__TEKS BACAAN__:
++++++

September 13, 2024

Penyalahgunaan Wewenang Jelang Pilkada Bisa Semakin Marak

Kasus dugaan suap Bupati dan Ketua DPRD Kutai Timur beserta pejabat dan rekanan daerah lainnya menjadi peringatan bahwa penyalahgunaan kewenangan semakin marak jelang Pilkada.

Komisi Pemberantasan Korupsi masih mendalami keterkaitan kasus dugaan suap proyek infrastruktur di Kabupaten Kutai Timur dengan pengumpulan modal untuk pemilihan kepala daerah atau  Pilkada 2020. Meskipun demikian, kasus tersebut menjadi alarm, menjelang pilkada, kemungkinan penyalahgunaan wewenang akan semakin banyak terjadi.

Pelaksana Tugas Juru Bicara Komisi Pemberantasan Korupsi (KPK) Ali Fikri, ketika dihubungi, Minggu (5/7/2020) di Jakarta, mengatakan, hingga saat ini tim penyidik KPK masih melakukan pemeriksaan intensif terhadap ketujuh tersangka. Mereka sudah ditahan pascaoperasi tangkap tangan di Jakarta, Kutai Timur, serta Samarinda.

Tim penyidik KPK juga akan segera memanggil saksi-saksi yang mengetahui adanya dugaan penerimaan uang oleh para tersangka tersebut. Terkait kaitan uang yang disita dengan pencalonan Ismunandar dalam pilkada mendatang, masih akan didalami tim penyidik.

Penyidik akan dalami lebih lanjut terkait dengan penggunaan uang-uang tersebut, termasuk juga pengembangan jumlah penerimaannya. (Ali Fikri)

”Nanti penyidik akan dalami lebih lanjut terkait dengan penggunaan uang-uang tersebut, termasuk juga pengembangan jumlah penerimaannya,” kata Ali.

Pada Jumat (3/7/2020), KPK menetapkan tujuh tersangka dalam kasus dugaan suap terkait proyek infrastruktur di lingkungan Pemerintah Kabupaten Kutai Timur. Dua di antaranya adalah Bupati Kutai Timur Ismunandar dan istrinya, Encek UR Firgasih, yang saat ini menjabat Ketua DPRD Kutai Timur.

Tiga orang lainnya adalah kepala dinas di Pemkab Kutai Timur dan dua orang tersisa adalah rekanan proyek. Mereka ditangkap di lokasi berbeda, yakni di Jakarta, di Kutai Timur, dan Samarinda. Penyidik KPK menyita uang Rp 170 juta, beberapa buku tabungan dengan saldo total Rp 4,8 miliar, dan sertifikat deposito Rp 1,2 miliar. Selain itu, diduga telah terjadi penerimaan suap untuk kepentingan kampanye Ismunandar (Kompas, 4/7/2020).

++++++

__BARIS DATA__:
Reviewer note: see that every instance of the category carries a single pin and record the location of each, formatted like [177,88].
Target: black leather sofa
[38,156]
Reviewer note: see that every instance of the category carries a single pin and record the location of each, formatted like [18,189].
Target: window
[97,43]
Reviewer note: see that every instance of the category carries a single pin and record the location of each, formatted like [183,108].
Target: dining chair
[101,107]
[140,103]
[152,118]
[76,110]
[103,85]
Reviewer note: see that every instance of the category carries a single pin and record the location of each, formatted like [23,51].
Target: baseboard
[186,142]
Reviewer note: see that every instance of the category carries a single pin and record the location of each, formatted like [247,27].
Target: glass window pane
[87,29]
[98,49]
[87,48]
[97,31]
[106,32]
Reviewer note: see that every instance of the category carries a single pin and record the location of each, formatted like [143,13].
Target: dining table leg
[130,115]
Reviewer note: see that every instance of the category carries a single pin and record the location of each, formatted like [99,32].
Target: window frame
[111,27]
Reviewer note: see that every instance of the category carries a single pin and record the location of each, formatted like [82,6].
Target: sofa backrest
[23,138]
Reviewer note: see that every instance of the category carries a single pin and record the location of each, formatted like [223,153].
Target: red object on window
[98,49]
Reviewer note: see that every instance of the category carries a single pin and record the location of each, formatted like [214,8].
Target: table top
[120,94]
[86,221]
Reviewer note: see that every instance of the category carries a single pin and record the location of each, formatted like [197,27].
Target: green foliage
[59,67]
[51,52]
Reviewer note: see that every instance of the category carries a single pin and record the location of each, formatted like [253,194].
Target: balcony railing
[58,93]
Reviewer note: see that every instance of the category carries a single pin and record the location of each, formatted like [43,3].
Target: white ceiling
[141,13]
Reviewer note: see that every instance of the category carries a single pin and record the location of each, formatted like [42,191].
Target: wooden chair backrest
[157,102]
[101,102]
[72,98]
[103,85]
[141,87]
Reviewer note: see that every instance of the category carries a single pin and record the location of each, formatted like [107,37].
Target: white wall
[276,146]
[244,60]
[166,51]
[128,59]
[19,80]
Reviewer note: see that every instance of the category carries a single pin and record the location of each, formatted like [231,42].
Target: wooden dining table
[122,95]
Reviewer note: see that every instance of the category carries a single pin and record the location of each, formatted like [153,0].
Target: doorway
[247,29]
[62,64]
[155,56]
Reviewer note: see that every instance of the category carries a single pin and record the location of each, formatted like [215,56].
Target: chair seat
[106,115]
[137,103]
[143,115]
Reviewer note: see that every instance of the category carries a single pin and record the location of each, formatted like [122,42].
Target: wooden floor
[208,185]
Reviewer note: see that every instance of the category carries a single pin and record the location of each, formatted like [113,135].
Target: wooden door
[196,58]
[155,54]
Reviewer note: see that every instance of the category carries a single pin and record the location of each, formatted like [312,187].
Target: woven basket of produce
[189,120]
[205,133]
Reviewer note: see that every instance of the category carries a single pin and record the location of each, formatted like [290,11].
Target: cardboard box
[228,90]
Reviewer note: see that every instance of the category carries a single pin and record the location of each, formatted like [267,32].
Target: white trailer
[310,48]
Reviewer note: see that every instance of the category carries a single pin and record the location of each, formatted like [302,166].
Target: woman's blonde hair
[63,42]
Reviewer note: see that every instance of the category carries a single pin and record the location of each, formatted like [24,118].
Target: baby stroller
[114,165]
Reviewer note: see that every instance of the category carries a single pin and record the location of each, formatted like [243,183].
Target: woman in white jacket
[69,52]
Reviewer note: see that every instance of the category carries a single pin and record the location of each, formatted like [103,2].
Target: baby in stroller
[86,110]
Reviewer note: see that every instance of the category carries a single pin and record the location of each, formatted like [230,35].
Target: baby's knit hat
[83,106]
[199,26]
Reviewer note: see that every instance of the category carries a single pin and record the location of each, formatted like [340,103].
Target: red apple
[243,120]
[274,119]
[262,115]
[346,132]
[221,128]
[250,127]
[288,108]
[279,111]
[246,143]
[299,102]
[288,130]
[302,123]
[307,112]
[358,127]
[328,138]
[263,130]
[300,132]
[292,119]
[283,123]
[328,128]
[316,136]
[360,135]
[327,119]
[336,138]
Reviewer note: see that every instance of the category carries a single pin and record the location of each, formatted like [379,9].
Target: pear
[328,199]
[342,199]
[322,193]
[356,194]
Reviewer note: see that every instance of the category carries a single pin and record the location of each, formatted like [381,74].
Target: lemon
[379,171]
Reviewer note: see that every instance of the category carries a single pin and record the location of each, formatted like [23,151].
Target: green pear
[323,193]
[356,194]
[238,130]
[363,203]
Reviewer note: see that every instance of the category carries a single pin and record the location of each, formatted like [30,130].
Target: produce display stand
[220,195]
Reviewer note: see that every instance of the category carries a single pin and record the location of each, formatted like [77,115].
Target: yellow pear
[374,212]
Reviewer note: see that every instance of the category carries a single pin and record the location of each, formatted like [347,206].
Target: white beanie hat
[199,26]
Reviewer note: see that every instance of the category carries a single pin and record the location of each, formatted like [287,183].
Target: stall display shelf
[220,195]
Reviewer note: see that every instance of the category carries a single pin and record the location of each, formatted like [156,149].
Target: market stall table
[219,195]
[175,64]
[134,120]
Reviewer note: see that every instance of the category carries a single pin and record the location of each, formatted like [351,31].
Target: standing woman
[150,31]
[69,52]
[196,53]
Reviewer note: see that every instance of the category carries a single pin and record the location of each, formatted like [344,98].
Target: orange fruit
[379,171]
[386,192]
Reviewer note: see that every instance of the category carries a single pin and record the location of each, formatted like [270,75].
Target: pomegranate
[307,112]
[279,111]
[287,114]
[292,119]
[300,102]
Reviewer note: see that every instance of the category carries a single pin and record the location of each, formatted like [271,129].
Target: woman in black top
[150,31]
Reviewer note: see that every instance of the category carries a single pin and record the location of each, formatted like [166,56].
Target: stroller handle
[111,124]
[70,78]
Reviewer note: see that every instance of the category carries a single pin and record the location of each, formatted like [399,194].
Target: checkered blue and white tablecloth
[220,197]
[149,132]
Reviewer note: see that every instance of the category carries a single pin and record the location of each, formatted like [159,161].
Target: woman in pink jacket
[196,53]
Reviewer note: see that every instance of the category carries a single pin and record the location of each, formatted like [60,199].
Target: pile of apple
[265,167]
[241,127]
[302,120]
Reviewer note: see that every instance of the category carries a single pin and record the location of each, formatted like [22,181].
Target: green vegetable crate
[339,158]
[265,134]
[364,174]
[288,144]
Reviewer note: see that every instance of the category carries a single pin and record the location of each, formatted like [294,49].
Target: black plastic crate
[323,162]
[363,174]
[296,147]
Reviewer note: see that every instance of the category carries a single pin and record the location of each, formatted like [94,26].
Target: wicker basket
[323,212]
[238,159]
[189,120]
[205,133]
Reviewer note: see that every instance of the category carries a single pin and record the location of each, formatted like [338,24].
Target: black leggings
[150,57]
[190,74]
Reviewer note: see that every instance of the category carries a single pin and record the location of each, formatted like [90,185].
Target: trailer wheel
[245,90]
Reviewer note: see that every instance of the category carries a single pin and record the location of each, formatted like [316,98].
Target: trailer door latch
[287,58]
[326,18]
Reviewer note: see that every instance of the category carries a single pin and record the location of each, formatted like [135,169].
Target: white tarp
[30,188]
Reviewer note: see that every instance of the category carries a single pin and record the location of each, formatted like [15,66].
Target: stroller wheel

++++++

__TUGAS PENGERJAAN__:
• 1. Jawab pertanyaan berikut berdasarkan teks bacaan:
(a) Berapa tersangka yang ditetapkan KPK pada Jumat (3/7/2020)?
(b) Siapa yang saat ini menjabat Ketua DPRD Kutai Timur?
(c) Berapa nilai sertifikat deposito yang disita penyidik KPK?
• 2. Tuliskan kembali dari teks bacaan semua bagian, mulai dari "September 13, 2024" sampai ke "marak jelang Pilkada.", tanpa perubahan.

__JAWABAN TUGAS__:
• 1.
(a) Tujuh tersangka.
(b) Encek UR Firgasih, istri Bupati Kutai Timur Ismunandar.
(c) Rp 1,2 miliar.

• 2.
September 13, 2024

Penyalahgunaan Wewenang Jelang Pilkada Bisa Semakin Marak

Kasus dugaan suap Bupati dan Ketua DPRD Kutai Timur beserta pejabat dan rekanan daerah lainnya menjadi peringatan bahwa penyalahgunaan kewenangan semakin marak jelang Pilkada.